* **What is required**
Copy out the material below word for word, leaving out the pictures.

───── Input material ─────

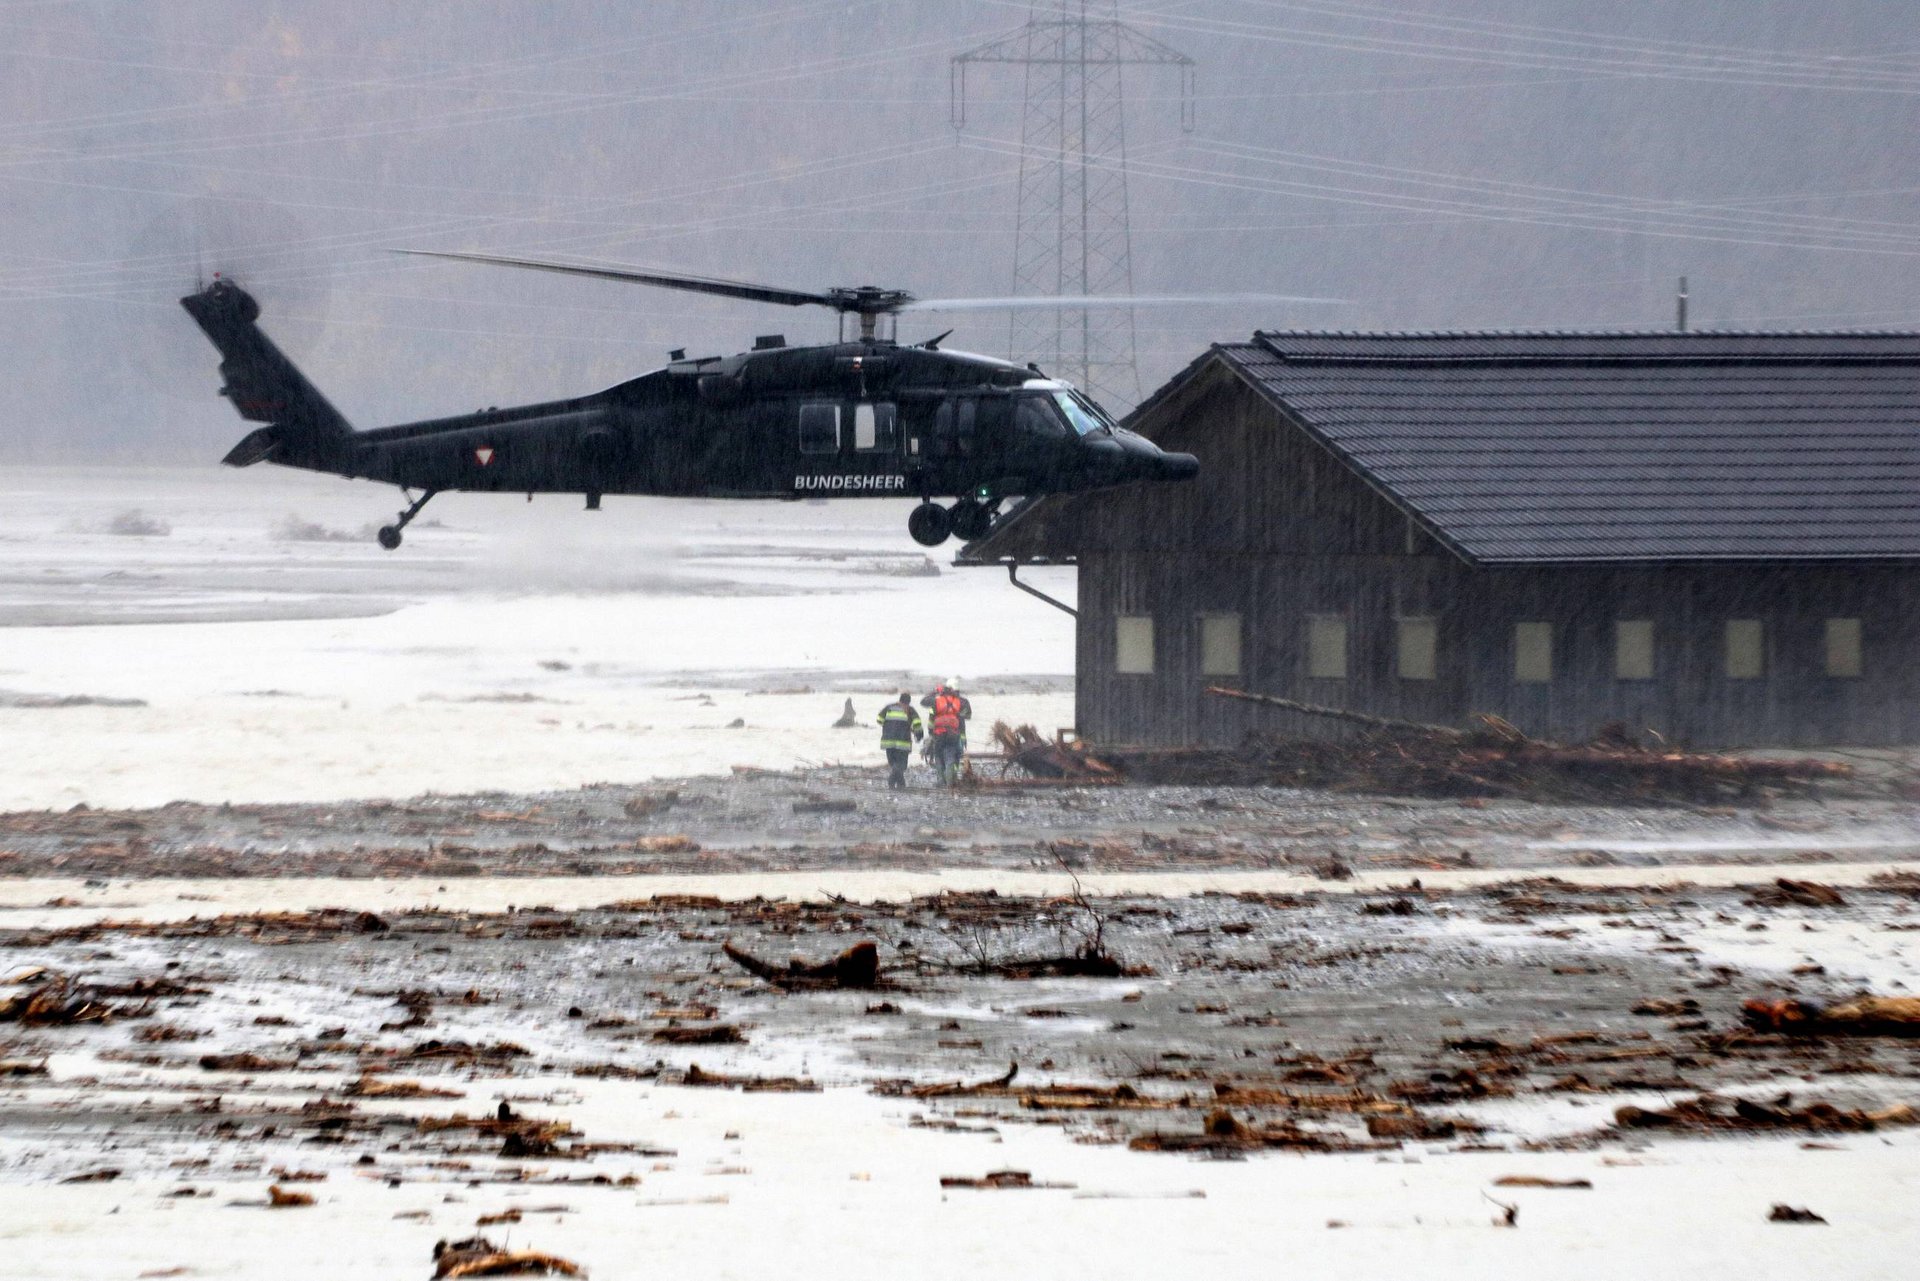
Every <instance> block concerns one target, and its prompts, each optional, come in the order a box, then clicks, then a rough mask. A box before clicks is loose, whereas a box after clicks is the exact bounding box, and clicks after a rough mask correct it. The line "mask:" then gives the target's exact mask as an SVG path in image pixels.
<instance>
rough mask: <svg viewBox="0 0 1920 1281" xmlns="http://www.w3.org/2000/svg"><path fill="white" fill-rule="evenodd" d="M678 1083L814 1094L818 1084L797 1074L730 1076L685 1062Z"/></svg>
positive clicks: (714, 1088) (758, 1091)
mask: <svg viewBox="0 0 1920 1281" xmlns="http://www.w3.org/2000/svg"><path fill="white" fill-rule="evenodd" d="M680 1085H695V1087H712V1089H739V1091H741V1093H747V1095H816V1093H820V1085H818V1083H816V1081H812V1079H808V1077H797V1076H730V1074H722V1072H703V1070H701V1066H699V1064H687V1070H685V1072H684V1074H682V1077H680Z"/></svg>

─────

* **Written reply**
Every <instance> block concerns one target, and its prompts, each optional, come in the order a box, then clicks, then a rough mask. A box before clicks is loose, whereas a box after clicks is the exact bounding box, and clicks after a rough mask correct it. The line "mask:" then gives the target's exact mask as an SVG path in image pixels.
<instance>
rough mask: <svg viewBox="0 0 1920 1281" xmlns="http://www.w3.org/2000/svg"><path fill="white" fill-rule="evenodd" d="M678 1083L814 1094L818 1084L797 1074L730 1076L685 1062Z"/></svg>
positive clicks: (714, 1088) (758, 1091)
mask: <svg viewBox="0 0 1920 1281" xmlns="http://www.w3.org/2000/svg"><path fill="white" fill-rule="evenodd" d="M680 1085H695V1087H712V1089H739V1091H741V1093H747V1095H816V1093H820V1085H818V1083H816V1081H812V1079H808V1077H797V1076H730V1074H722V1072H703V1070H701V1066H699V1064H687V1070H685V1072H684V1074H682V1077H680Z"/></svg>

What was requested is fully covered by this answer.